• **To do**
The line containing "M 315 270 L" marks the end: quote every line from the start of the records below through it, word for word.
==============================
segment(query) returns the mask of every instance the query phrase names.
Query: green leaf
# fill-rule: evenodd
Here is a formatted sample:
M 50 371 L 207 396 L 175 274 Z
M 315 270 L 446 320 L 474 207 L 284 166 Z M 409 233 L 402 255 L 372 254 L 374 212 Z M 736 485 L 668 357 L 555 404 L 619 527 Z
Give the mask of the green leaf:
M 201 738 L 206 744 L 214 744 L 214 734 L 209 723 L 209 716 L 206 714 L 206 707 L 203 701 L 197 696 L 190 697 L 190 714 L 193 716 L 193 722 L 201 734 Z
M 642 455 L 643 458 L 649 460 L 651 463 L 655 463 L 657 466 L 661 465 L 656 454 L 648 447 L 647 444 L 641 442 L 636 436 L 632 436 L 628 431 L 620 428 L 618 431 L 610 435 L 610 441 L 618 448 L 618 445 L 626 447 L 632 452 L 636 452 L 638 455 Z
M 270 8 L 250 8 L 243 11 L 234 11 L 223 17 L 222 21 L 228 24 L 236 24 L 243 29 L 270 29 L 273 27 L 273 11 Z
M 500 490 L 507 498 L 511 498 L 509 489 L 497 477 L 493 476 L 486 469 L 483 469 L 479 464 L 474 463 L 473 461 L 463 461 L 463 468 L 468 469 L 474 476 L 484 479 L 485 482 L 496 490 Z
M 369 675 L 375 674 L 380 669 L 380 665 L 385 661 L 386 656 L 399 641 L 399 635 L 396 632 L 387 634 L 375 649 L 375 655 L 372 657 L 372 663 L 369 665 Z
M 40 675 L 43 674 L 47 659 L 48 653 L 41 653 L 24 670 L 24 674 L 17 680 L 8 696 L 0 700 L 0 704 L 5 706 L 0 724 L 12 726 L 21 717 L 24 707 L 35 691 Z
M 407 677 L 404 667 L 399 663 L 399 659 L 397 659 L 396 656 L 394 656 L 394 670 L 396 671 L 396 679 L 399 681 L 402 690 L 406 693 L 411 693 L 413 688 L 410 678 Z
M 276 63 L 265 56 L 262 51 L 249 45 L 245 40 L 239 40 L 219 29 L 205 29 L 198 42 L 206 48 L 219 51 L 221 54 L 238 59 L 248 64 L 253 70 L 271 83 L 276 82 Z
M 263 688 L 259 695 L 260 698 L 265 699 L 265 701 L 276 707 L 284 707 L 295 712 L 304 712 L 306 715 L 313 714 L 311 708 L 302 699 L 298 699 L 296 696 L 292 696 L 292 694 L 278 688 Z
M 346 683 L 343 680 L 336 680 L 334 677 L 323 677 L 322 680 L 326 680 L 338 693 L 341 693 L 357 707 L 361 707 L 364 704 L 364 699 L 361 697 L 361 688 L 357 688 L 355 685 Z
==============================
• **Answer area**
segment(query) returns the mask of every instance the query phrase names.
Query: green leaf
# fill-rule: evenodd
Here is a formatted sample:
M 50 371 L 207 396 L 175 274 Z
M 315 270 L 446 320 L 474 207 L 284 166 Z M 409 233 L 402 255 L 372 254 L 374 212 Z M 736 485 L 668 357 L 555 404 L 619 527 Z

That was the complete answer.